Start
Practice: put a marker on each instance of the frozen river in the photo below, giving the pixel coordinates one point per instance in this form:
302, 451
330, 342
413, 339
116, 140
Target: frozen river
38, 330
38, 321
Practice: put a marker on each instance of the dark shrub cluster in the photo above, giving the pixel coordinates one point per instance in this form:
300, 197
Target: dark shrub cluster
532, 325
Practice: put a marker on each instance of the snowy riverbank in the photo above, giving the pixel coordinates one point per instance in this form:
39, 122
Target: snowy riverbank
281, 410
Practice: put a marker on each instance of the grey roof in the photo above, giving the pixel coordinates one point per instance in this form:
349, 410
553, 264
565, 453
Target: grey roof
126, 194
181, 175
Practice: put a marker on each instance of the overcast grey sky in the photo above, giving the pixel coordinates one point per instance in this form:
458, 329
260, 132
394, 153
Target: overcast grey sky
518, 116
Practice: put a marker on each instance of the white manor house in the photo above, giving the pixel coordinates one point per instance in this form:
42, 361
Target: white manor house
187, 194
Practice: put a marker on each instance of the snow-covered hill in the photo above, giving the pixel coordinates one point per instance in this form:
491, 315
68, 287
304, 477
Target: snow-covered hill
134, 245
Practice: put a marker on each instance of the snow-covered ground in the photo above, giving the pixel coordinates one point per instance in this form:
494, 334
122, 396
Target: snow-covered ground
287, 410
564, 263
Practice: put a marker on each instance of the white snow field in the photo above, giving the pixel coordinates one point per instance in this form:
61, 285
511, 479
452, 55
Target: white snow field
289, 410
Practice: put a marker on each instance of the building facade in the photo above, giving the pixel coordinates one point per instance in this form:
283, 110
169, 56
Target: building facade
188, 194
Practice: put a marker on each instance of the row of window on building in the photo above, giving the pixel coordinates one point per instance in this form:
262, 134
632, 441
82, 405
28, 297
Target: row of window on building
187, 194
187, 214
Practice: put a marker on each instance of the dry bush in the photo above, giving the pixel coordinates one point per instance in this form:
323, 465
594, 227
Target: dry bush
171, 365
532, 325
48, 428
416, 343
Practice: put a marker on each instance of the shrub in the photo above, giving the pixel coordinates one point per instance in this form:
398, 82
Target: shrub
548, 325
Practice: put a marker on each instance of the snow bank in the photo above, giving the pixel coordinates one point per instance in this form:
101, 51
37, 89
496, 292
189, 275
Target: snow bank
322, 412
End
▶ Set task
From the records above, extract every entry verbatim.

▶ Output
Practice: put a marker on each instance of the frozen river in the photo below, giving the pixel coordinates one point per instance in this form:
302, 451
330, 342
413, 339
116, 140
Target: frozen river
38, 330
38, 321
Practice: put a marker on each instance of the dark shrub cluster in the photo above, giving the pixel coordinates one point per instance in this form:
300, 197
Target: dark shrub cluster
532, 325
Practice: put a marker on each instance of the snowy riverbank in the photo above, giving the pixel coordinates one point per instance in this form:
39, 122
Target: snowy riverbank
281, 410
Practice: put a marker on each instance of the grey roof in the photo above, giving the pixel coordinates one point per instance in this form:
349, 410
553, 264
565, 453
Target: grey roof
126, 194
181, 175
Practice: put a marker on each instance of the overcast grey sky in the photo above, giving the pixel coordinates one point per instance in this form:
458, 329
260, 132
394, 153
Target: overcast grey sky
518, 116
Practice: put a marker on each instance of the white manor house in the photo above, giving the pixel coordinates one point per instance in this form:
42, 361
Target: white manor house
187, 194
Practice: put a marker on each instance of the snow-covered hill in the photo above, giving the pixel coordinates one point per instance in this form:
491, 315
68, 287
304, 477
Target: snow-covered hill
134, 245
Practice: put a marker on each instance of the snow-covered ground in the photo above, giving the pixel coordinates one point per instance in this form:
494, 334
122, 396
Target: snow-covered ground
287, 410
564, 263
Practice: put a marker on each instance of the white snow field in the photo above, giving the pixel coordinates one point per instance in this form:
61, 285
511, 479
452, 55
Target: white snow field
289, 410
Practice: put a marker on each instance of the building facade in the photo above, giving the pixel coordinates one point per instance in this form:
283, 110
169, 56
Target: building facade
188, 194
Practice: put a marker on each instance of the row of window on building in the photo above, giving the pixel coordinates one point per instance in this form:
262, 134
632, 441
82, 405
28, 297
Target: row of window on building
187, 194
187, 214
Practice: put a marker on each instance of the dry bush in the photo above, giving the pixel coordinates one point per instance in this form:
323, 465
594, 227
Target: dry bush
171, 365
532, 325
48, 428
416, 343
Practice: put a marker on each instance of the shrub in the photo above, giving the pixel coordinates one point per instance in this form:
398, 82
Target: shrub
548, 325
Practice: put a marker on each instance of the snow bank in the photo above, giving the pixel coordinates one point per instance in this form:
101, 51
37, 89
496, 292
189, 275
Target: snow bank
322, 412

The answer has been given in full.